• _Tarea escrita_
Identifica y copia cada una de las líneas de abajo que contengan la cadena "stadium". Ten en cuenta que se distinguen las mayúsculas de las minúsculas.
>>>
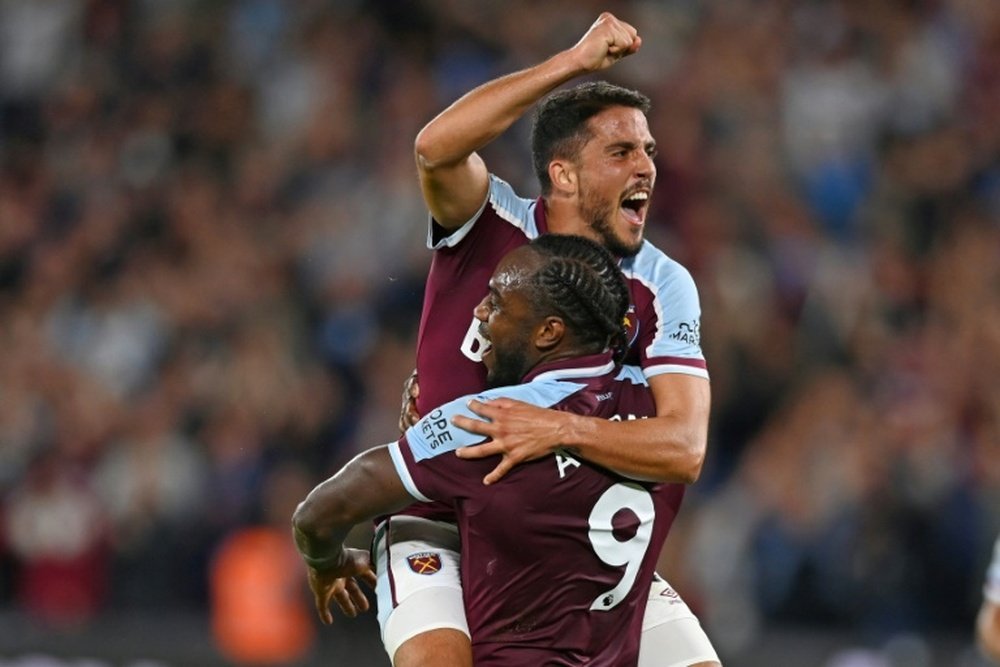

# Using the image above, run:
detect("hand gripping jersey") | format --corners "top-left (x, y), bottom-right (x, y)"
top-left (390, 353), bottom-right (684, 667)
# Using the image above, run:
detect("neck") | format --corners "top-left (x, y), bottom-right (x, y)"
top-left (542, 195), bottom-right (601, 243)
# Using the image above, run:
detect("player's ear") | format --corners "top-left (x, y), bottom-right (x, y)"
top-left (535, 315), bottom-right (566, 352)
top-left (549, 160), bottom-right (579, 195)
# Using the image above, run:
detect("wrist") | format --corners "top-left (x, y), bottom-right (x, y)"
top-left (299, 547), bottom-right (344, 572)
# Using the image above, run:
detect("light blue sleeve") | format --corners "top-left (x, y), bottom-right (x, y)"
top-left (406, 380), bottom-right (586, 461)
top-left (427, 174), bottom-right (538, 250)
top-left (622, 243), bottom-right (708, 378)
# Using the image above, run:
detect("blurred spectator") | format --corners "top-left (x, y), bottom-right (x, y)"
top-left (210, 465), bottom-right (315, 665)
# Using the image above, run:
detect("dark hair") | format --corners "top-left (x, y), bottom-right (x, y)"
top-left (529, 234), bottom-right (630, 361)
top-left (531, 81), bottom-right (650, 195)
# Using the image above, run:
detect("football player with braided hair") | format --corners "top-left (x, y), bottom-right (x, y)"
top-left (374, 12), bottom-right (719, 667)
top-left (292, 237), bottom-right (684, 667)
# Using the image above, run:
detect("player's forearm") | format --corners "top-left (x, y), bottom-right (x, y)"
top-left (292, 447), bottom-right (412, 569)
top-left (415, 51), bottom-right (585, 172)
top-left (563, 415), bottom-right (707, 484)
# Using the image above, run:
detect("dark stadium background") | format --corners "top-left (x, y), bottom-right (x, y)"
top-left (0, 0), bottom-right (1000, 667)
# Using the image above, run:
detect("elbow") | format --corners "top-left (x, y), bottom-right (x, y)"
top-left (659, 438), bottom-right (706, 484)
top-left (675, 450), bottom-right (705, 484)
top-left (292, 494), bottom-right (323, 538)
top-left (413, 125), bottom-right (442, 174)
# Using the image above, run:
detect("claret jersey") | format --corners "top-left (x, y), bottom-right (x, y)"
top-left (389, 353), bottom-right (684, 667)
top-left (416, 175), bottom-right (708, 415)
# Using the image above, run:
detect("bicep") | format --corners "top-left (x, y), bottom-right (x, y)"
top-left (417, 153), bottom-right (489, 231)
top-left (648, 373), bottom-right (712, 434)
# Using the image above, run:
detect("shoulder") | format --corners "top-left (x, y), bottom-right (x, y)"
top-left (622, 241), bottom-right (698, 299)
top-left (427, 174), bottom-right (538, 250)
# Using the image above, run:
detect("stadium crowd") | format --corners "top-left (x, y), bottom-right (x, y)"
top-left (0, 0), bottom-right (1000, 653)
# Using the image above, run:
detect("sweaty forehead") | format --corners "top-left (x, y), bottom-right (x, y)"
top-left (589, 107), bottom-right (653, 143)
top-left (490, 246), bottom-right (542, 292)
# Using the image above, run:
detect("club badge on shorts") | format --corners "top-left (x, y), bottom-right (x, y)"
top-left (406, 551), bottom-right (441, 574)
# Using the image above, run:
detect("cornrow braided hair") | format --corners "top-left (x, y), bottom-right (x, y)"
top-left (530, 234), bottom-right (630, 362)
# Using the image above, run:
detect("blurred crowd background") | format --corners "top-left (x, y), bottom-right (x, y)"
top-left (0, 0), bottom-right (1000, 665)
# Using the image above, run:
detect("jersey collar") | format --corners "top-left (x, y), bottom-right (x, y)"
top-left (523, 350), bottom-right (615, 382)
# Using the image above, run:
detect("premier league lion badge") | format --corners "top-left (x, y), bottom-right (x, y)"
top-left (406, 551), bottom-right (441, 574)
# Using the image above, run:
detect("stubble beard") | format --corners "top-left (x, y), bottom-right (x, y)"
top-left (579, 193), bottom-right (642, 257)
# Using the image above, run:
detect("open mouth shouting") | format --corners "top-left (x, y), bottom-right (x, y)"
top-left (619, 186), bottom-right (649, 227)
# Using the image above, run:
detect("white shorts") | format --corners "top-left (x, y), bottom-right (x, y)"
top-left (372, 516), bottom-right (719, 667)
top-left (372, 516), bottom-right (469, 662)
top-left (639, 575), bottom-right (719, 667)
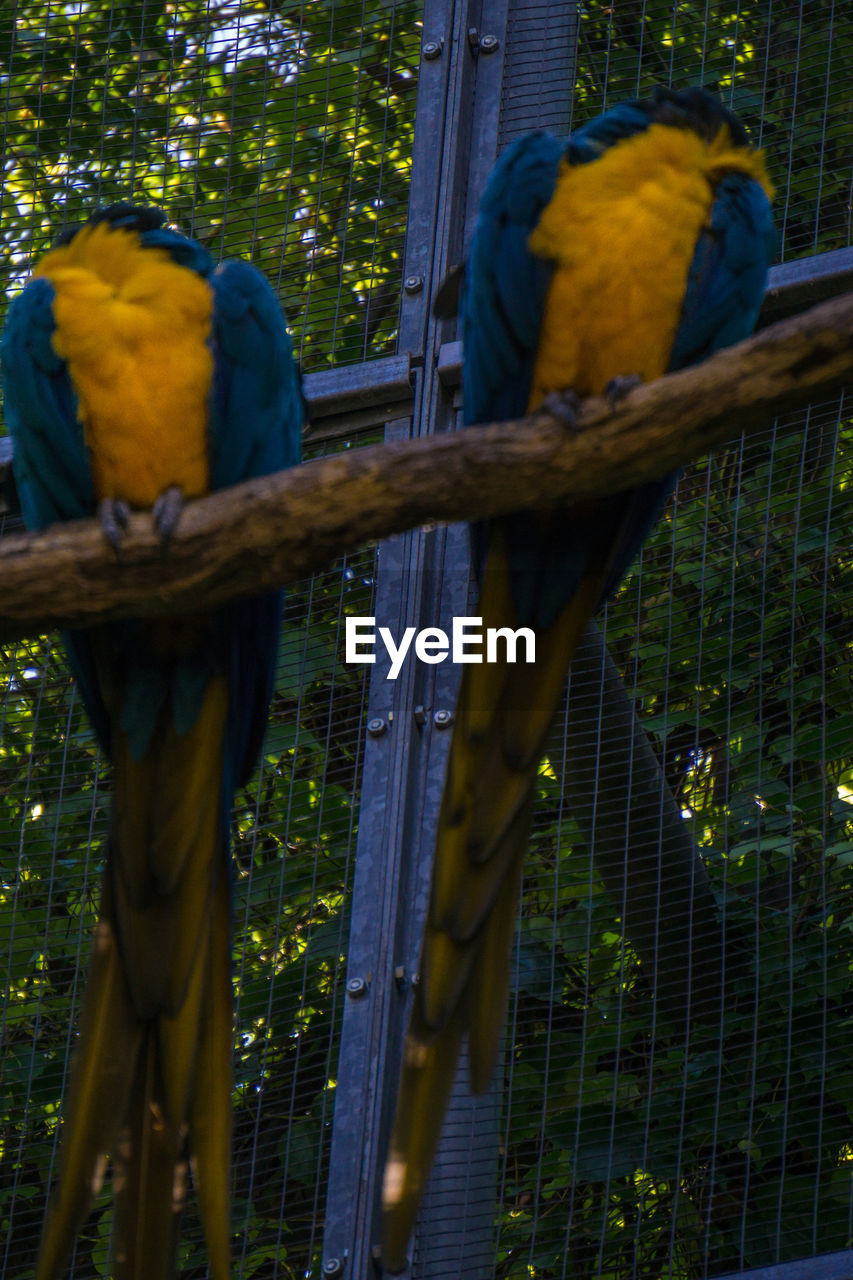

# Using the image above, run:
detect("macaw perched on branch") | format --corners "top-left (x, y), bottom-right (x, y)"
top-left (1, 205), bottom-right (302, 1280)
top-left (383, 88), bottom-right (775, 1271)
<<<
• _Respuesta_
detect("dark stadium background") | format --corners "top-left (x, y), bottom-right (x, y)"
detect("stadium crowd") | format --corners "top-left (x, y), bottom-right (x, y)"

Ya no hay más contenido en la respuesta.